[Collected data]
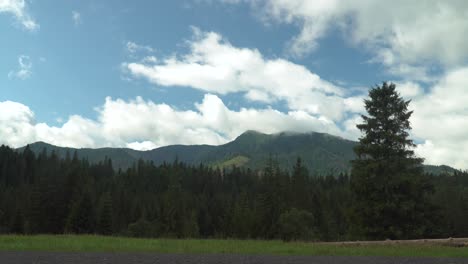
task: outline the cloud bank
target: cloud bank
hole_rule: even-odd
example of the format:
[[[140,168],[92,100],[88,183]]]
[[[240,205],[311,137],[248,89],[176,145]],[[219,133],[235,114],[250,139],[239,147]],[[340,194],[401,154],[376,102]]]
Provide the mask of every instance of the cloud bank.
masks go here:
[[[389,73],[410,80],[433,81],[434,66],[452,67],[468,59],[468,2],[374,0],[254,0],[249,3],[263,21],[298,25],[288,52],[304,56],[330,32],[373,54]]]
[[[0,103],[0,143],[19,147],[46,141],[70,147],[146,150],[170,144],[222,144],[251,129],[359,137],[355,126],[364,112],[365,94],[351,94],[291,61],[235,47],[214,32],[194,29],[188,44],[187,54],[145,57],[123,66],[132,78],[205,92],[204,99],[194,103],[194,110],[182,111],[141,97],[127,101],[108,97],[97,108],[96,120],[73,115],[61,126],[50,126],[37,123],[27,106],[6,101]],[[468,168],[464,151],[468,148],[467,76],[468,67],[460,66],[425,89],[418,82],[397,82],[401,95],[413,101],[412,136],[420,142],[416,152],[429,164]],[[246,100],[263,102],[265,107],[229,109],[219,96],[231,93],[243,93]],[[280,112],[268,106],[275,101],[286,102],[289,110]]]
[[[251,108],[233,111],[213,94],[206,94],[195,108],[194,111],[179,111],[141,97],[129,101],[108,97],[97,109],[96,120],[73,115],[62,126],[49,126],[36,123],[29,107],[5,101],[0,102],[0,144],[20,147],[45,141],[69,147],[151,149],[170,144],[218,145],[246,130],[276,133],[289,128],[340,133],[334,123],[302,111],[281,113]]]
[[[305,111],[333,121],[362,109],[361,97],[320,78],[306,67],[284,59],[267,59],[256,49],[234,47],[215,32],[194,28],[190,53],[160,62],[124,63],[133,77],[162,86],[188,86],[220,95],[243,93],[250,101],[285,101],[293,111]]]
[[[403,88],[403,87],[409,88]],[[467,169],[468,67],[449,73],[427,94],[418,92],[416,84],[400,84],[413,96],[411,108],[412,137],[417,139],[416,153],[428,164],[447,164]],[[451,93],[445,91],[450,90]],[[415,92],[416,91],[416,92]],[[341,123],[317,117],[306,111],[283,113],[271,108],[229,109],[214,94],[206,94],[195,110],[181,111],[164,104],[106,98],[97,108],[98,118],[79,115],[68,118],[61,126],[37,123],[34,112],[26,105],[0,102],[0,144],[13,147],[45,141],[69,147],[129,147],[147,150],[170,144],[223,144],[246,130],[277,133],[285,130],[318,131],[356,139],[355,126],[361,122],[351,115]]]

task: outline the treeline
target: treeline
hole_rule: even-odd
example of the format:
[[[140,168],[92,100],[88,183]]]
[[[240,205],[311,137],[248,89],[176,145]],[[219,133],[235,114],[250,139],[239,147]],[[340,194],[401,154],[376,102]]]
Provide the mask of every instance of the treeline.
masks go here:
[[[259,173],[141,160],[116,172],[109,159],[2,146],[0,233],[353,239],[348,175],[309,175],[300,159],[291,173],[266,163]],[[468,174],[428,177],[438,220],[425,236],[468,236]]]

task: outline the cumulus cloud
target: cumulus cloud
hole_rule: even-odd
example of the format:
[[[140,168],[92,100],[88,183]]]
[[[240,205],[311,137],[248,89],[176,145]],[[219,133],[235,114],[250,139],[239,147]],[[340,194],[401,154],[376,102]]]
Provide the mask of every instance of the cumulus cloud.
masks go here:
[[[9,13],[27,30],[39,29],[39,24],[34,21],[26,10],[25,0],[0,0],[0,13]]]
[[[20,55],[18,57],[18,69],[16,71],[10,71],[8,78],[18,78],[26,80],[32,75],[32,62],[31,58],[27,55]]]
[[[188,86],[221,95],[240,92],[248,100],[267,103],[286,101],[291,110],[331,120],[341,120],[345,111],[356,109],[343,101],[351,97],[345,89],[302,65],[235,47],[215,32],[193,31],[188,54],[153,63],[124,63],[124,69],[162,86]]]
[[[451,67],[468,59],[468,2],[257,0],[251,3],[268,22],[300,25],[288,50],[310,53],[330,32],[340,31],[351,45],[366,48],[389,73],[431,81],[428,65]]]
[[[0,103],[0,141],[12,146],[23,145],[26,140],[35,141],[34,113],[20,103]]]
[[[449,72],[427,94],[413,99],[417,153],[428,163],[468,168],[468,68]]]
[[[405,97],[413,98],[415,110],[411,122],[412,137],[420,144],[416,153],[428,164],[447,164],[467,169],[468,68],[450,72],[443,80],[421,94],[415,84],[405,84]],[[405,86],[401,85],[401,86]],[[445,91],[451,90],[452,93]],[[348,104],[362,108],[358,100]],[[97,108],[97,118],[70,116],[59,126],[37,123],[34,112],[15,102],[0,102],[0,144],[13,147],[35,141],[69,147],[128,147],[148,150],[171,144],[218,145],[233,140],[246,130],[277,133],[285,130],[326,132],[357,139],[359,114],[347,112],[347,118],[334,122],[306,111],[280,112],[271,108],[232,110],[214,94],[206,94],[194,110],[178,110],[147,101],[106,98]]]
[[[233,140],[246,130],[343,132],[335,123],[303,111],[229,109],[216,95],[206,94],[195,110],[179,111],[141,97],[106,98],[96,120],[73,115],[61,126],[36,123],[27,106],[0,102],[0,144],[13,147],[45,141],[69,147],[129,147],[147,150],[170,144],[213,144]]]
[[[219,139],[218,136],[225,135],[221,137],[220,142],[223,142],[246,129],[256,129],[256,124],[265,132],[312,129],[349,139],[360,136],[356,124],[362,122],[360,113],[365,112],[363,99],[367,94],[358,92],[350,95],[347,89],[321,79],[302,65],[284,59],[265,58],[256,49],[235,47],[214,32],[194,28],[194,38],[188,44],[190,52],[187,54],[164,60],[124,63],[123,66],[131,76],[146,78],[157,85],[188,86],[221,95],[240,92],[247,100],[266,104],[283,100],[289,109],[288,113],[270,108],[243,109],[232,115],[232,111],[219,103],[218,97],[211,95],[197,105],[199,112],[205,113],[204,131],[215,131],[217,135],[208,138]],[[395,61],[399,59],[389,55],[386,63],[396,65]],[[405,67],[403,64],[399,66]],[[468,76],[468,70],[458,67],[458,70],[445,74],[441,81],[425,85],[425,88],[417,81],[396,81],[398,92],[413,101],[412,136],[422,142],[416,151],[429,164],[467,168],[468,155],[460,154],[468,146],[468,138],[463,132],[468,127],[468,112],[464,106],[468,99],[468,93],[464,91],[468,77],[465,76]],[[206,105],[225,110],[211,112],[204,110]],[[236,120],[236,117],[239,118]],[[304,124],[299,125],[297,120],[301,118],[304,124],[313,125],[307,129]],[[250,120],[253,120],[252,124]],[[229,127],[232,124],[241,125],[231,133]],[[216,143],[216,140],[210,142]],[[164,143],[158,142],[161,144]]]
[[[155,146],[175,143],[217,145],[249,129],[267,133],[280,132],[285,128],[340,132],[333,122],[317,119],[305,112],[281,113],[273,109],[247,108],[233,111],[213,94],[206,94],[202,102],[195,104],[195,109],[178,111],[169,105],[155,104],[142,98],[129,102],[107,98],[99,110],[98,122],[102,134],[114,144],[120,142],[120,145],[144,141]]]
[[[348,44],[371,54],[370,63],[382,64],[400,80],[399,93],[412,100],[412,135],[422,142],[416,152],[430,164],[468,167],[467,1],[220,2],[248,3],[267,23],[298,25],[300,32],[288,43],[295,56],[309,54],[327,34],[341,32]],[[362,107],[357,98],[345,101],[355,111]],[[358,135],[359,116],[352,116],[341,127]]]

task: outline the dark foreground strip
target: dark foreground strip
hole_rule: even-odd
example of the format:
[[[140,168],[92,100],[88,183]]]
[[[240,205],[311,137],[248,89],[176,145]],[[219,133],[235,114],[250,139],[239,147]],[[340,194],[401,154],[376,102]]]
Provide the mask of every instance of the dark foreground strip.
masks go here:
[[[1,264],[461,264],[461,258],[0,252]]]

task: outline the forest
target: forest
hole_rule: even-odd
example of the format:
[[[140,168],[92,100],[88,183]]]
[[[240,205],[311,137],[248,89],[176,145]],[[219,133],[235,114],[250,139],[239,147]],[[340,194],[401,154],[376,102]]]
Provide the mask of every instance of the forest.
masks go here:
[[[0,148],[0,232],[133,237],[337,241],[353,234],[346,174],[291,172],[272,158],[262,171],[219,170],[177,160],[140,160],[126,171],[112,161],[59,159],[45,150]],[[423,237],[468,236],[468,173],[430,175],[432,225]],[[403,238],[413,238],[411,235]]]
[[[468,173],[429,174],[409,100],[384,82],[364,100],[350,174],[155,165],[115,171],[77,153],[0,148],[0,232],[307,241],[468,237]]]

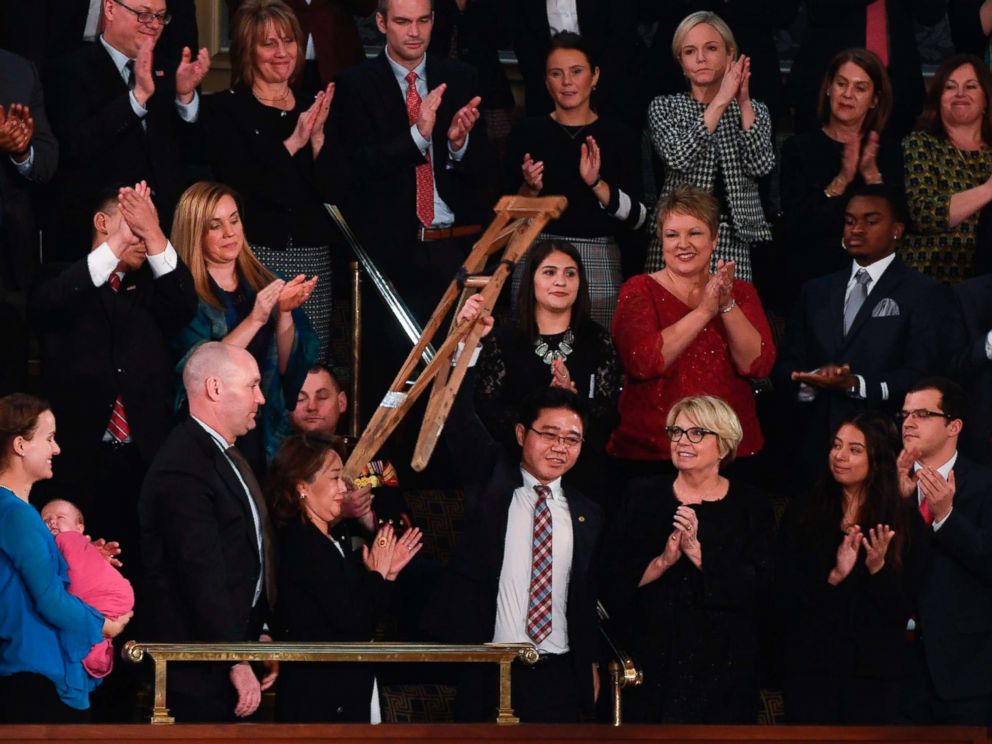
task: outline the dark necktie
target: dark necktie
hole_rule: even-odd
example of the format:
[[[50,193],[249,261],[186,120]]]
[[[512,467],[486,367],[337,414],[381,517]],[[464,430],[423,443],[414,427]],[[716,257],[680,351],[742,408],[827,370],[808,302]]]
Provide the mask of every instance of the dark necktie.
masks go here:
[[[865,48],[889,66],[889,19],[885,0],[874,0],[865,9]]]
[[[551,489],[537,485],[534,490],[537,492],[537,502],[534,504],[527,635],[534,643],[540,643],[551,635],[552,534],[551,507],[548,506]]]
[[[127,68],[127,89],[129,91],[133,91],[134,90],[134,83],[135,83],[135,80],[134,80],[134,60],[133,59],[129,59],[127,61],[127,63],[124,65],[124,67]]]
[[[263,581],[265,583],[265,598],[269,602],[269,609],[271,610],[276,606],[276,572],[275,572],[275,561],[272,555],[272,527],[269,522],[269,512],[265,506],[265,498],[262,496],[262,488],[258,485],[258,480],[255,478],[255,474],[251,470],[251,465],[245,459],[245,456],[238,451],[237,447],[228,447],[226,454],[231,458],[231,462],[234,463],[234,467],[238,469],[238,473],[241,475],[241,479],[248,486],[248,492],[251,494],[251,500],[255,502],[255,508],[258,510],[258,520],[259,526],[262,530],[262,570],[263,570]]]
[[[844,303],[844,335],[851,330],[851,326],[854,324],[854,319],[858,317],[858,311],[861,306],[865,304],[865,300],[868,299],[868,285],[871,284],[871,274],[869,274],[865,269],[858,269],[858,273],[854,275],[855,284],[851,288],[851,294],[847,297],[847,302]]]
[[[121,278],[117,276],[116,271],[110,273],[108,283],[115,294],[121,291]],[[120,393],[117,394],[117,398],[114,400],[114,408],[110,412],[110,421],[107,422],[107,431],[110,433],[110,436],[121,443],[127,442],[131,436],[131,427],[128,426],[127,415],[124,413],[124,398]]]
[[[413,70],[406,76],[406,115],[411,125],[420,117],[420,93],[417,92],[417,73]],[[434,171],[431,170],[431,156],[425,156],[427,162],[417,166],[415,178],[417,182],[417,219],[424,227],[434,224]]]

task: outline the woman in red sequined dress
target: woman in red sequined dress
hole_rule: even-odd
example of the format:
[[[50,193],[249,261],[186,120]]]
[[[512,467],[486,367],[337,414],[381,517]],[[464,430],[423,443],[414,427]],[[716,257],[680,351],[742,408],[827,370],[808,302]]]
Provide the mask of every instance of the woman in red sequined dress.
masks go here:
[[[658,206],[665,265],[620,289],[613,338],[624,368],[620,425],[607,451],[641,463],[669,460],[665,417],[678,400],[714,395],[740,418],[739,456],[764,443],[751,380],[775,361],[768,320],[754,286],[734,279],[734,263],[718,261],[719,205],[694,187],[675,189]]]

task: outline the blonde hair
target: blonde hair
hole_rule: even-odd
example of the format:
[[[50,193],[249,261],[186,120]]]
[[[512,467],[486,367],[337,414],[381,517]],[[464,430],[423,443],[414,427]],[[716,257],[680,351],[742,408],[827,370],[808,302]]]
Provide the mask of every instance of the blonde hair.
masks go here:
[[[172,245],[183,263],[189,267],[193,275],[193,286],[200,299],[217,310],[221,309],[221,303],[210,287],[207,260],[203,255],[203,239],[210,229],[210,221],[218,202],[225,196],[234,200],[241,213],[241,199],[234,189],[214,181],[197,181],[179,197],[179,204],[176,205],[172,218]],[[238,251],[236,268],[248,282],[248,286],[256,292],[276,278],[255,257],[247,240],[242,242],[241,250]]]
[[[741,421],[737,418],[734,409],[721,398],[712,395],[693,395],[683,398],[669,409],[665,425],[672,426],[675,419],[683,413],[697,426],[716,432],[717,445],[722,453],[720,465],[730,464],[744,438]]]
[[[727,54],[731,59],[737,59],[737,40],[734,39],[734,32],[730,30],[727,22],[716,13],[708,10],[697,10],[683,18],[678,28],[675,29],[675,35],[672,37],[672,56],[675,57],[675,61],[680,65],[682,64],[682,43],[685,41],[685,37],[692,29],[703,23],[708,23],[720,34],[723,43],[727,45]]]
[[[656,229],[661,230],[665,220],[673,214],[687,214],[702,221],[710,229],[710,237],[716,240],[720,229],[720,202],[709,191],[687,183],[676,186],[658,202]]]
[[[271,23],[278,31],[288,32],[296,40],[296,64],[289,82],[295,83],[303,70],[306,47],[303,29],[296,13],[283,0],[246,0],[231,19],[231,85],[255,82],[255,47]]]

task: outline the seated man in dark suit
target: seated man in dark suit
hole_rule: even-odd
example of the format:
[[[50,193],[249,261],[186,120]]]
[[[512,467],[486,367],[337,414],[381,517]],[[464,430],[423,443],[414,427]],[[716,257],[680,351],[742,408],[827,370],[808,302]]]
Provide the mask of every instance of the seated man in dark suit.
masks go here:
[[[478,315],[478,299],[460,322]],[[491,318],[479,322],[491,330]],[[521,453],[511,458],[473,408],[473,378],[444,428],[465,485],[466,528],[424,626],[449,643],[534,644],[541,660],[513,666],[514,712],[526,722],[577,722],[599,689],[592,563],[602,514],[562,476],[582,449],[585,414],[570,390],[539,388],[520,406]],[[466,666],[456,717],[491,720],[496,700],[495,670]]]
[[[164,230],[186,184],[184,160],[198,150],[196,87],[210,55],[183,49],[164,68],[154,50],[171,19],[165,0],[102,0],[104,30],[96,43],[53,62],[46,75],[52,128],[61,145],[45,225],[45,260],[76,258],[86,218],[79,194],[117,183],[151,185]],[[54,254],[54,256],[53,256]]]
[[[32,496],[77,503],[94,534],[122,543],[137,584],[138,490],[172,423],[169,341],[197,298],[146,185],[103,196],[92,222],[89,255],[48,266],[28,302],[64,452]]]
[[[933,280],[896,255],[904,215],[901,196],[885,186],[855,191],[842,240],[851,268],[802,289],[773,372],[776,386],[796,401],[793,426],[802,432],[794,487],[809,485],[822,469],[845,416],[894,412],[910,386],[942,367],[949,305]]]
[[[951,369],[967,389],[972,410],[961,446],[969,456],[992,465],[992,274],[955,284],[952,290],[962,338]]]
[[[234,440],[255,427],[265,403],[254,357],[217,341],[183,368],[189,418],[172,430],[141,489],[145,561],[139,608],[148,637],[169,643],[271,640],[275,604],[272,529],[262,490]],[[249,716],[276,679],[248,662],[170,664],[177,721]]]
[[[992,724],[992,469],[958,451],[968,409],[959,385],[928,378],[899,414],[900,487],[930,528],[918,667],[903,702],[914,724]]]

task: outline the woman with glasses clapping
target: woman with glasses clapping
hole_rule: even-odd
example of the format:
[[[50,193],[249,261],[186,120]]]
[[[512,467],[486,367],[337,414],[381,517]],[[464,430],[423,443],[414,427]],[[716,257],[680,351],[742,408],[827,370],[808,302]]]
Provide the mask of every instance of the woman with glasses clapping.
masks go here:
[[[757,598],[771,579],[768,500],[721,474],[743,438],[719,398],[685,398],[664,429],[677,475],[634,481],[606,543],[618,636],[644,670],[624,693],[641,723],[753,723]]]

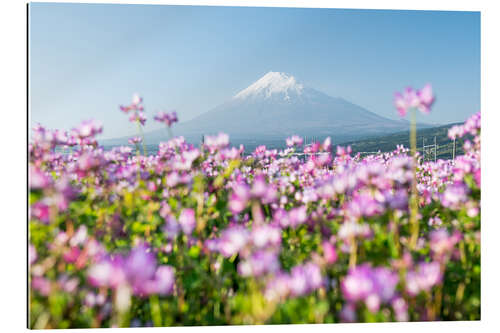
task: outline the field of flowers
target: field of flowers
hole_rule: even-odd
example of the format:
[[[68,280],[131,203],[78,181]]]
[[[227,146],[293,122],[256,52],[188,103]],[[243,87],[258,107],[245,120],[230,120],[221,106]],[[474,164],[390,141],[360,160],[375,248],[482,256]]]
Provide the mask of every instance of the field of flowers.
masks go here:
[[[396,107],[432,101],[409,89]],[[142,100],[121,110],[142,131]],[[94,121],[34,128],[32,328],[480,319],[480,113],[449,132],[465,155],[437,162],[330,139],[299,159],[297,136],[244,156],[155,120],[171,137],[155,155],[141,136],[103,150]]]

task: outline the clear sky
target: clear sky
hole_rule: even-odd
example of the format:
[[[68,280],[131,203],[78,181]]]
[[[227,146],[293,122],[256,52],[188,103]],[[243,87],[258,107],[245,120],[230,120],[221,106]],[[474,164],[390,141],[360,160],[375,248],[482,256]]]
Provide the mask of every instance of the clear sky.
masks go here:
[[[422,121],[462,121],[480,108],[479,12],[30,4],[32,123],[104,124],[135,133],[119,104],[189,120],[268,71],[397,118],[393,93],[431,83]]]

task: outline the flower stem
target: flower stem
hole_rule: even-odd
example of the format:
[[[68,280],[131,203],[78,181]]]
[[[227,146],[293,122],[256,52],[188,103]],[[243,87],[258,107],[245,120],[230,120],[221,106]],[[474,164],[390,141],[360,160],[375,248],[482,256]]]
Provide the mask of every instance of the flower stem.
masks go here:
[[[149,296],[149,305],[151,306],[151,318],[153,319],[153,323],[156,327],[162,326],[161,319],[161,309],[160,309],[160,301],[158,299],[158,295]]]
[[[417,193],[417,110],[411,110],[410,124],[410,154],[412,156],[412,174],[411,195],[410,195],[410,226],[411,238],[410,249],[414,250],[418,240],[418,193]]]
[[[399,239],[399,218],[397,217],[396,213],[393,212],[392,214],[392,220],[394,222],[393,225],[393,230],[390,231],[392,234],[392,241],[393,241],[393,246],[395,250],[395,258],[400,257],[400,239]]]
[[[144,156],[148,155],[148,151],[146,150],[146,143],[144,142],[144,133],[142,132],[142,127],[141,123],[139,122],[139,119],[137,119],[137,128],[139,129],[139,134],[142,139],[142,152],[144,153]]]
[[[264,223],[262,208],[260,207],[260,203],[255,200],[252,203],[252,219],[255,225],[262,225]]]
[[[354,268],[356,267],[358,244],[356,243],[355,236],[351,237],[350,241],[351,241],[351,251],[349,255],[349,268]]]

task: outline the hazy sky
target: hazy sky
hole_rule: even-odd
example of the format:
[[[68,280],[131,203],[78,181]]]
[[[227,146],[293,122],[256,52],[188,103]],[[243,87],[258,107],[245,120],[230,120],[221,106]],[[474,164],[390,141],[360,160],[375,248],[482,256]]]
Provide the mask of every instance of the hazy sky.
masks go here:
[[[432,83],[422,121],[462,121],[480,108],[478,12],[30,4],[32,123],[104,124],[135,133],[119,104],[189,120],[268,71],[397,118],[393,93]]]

* **What the task asks**: Set down precisely the lines above between the line holding "task: outline the treeline" and the line holding "Provide the mask of every instance of the treeline.", inclusive, and nothing beyond them.

* **Answer box**:
task: outline the treeline
target: treeline
hole_rule: even-odd
example of the format:
[[[140,168],[92,100],[88,183]]]
[[[240,205],[311,137],[248,89],[176,145]],[[219,133],[235,114],[250,139],[239,147]],[[340,194],[401,154],[376,102]]]
Provide the mask of every instance of the treeline.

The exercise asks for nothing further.